(Records from a point-labeling set)
_ _ _ _ _ _ _

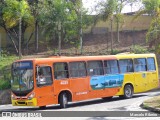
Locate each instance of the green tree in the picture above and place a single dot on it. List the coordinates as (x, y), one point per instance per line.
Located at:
(152, 8)
(107, 11)
(61, 19)
(13, 13)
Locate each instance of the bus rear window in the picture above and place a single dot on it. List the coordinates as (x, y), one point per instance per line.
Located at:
(77, 69)
(126, 65)
(60, 70)
(111, 67)
(140, 64)
(151, 64)
(95, 68)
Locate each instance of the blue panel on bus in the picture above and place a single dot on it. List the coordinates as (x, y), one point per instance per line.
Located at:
(23, 65)
(106, 81)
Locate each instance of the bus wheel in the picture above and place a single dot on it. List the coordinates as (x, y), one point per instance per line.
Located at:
(42, 107)
(128, 91)
(107, 98)
(63, 100)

_ _ _ _ _ _ _

## TO BE DONE
Please write out all of the records above again, requests included, scaling every coordinate in the answers by 1.65 and rounding each to a whole number, with halves rounded up. Leave the pictures out.

## THE ANSWER
Locate each instance of the green tree in the picture above and place a single dot on it. List the coordinates as (x, y), one point per instance per line.
Located at:
(251, 13)
(177, 18)
(101, 31)
(21, 21)
Locate each instance of the bus rear window in the picture above and place a single dot on it. List the coordinates as (x, y), one point per instance per line.
Located at:
(127, 114)
(208, 107)
(99, 116)
(183, 111)
(231, 106)
(249, 106)
(157, 112)
Locate each instance of the blue panel on bus in the picture above and place a single dot on it. List the coordinates as (x, y), one point per instance per line.
Located at:
(38, 107)
(175, 134)
Locate each instance of the bus wheel in the picture above and place a single dot on it. List the coordinates as (x, y), one point per instance per line.
Located at:
(69, 177)
(211, 150)
(177, 162)
(104, 165)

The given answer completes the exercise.